--- BEGIN ---

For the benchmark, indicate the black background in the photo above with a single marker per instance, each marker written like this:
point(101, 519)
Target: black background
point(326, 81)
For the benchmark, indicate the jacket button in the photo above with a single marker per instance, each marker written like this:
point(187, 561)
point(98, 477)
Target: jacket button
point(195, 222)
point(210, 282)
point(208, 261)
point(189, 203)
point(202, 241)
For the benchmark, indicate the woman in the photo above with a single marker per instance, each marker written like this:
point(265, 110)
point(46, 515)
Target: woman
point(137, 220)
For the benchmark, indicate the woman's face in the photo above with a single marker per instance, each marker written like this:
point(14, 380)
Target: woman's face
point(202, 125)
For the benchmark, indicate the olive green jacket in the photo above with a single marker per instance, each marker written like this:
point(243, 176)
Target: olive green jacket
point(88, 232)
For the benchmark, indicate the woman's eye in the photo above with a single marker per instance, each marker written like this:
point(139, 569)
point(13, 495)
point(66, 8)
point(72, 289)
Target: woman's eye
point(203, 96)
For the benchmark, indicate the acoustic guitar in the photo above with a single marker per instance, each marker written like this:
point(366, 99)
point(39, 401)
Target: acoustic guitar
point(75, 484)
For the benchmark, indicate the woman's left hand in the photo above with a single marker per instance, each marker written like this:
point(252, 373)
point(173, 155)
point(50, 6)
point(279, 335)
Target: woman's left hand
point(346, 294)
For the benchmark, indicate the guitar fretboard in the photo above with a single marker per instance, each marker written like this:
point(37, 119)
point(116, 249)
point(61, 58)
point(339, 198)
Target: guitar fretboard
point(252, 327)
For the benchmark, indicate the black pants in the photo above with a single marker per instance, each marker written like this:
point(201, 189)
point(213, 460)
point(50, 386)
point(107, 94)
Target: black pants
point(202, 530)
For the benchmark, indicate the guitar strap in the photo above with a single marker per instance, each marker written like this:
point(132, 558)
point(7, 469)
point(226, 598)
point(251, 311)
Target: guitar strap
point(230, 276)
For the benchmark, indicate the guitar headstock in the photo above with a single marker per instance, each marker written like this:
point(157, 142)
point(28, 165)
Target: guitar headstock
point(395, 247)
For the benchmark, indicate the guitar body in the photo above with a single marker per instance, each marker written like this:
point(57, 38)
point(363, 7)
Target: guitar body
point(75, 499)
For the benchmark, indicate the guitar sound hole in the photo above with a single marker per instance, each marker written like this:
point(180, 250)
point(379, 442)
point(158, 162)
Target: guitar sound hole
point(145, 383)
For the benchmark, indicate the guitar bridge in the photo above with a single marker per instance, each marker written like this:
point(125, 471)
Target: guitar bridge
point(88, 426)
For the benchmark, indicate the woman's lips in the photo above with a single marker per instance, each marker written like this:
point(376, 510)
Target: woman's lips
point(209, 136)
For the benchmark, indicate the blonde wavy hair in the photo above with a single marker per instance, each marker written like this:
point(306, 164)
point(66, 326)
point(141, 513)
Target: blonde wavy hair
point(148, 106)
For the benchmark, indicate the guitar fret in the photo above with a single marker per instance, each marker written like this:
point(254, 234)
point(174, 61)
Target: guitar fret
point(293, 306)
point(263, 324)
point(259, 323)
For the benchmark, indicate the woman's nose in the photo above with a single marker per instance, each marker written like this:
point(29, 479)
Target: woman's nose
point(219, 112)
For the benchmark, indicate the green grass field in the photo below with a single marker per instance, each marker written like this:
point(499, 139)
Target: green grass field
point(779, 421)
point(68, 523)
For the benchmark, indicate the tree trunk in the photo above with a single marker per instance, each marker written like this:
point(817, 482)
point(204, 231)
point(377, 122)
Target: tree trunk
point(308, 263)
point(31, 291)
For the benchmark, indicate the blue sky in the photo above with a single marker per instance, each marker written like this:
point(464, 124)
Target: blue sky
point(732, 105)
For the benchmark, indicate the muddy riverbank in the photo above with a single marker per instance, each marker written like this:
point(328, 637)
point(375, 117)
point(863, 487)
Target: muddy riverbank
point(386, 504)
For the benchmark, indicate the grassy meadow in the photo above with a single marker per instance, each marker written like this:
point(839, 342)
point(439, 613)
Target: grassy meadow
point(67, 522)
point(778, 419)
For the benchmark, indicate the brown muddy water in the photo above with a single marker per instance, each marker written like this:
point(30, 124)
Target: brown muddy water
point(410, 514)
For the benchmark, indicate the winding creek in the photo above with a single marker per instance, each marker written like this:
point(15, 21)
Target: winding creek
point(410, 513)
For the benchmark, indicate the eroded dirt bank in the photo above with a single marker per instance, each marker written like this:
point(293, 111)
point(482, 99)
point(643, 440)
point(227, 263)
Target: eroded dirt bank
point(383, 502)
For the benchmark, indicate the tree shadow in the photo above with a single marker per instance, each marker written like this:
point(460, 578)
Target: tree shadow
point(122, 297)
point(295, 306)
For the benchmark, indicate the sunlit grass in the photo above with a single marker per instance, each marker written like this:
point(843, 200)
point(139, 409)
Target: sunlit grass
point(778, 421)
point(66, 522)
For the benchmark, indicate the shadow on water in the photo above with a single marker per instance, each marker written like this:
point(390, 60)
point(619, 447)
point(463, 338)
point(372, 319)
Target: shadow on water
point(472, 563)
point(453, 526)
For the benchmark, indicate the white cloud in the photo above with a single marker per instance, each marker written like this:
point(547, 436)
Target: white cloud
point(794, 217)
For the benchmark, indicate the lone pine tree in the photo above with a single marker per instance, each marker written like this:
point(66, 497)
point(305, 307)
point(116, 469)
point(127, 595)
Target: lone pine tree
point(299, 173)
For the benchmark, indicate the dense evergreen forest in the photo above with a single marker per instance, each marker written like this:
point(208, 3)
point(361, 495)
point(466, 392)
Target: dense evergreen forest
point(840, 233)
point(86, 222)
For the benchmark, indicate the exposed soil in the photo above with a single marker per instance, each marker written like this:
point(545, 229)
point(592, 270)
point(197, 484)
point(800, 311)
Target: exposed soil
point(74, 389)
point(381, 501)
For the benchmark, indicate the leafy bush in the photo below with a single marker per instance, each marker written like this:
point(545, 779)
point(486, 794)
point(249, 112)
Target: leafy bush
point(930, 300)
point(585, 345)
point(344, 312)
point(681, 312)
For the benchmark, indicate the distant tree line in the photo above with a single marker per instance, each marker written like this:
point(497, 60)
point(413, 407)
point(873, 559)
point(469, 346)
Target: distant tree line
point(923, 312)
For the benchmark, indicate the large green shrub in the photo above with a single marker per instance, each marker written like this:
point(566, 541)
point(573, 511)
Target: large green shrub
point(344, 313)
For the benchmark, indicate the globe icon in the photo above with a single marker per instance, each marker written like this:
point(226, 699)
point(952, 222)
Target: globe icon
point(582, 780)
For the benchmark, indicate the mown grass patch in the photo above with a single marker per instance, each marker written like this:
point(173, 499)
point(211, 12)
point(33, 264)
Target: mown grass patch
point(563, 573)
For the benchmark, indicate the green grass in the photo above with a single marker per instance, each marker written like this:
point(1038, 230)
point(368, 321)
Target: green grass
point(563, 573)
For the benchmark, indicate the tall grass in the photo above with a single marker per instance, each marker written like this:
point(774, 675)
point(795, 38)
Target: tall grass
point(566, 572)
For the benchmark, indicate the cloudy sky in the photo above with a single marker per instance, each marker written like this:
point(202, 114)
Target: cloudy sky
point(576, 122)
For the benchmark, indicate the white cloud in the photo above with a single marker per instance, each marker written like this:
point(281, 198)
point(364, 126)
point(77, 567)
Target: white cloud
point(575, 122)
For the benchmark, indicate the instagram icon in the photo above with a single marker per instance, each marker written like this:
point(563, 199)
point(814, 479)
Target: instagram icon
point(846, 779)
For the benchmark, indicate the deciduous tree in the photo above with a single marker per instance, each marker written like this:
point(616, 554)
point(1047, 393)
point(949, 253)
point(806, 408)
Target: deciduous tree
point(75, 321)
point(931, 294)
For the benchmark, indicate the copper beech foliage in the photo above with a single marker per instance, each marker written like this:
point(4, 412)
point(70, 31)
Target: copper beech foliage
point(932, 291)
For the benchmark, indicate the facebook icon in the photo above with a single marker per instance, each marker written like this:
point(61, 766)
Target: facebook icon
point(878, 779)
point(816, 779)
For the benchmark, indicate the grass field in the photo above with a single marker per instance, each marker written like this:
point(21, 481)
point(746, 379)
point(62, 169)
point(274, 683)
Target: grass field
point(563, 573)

--- END ---

● Goal:
Edit the lines starting at "For the benchmark, indicate the blonde" and ending at "point(31, 291)", replacing "tree trunk" with "oak trunk" and changing nothing else. Return only those lines.

● Full answer:
For the benchmark, indicate the blonde wavy hair in the photo above with a single marker per instance, each marker written like this:
point(306, 164)
point(66, 326)
point(141, 513)
Target: blonde wavy hair
point(148, 106)
For the benchmark, indicate the guitar fret in the photo above with a single marker per instance, each marker written like this:
point(254, 234)
point(174, 61)
Target: guitar fret
point(293, 306)
point(263, 324)
point(259, 323)
For the benchmark, indicate the woman's nose in the photo above with a single marker per instance, each marker written like this:
point(29, 479)
Target: woman's nose
point(219, 112)
For the benchmark, indicate the green grass field in the photo below with a single marker per instance, each marker written like this:
point(499, 139)
Target: green grass field
point(779, 421)
point(68, 523)
For the benchmark, indicate the oak trunk in the photo above with a single marker per instance, each marker written like this:
point(817, 482)
point(204, 231)
point(377, 122)
Target: oak trunk
point(308, 263)
point(31, 291)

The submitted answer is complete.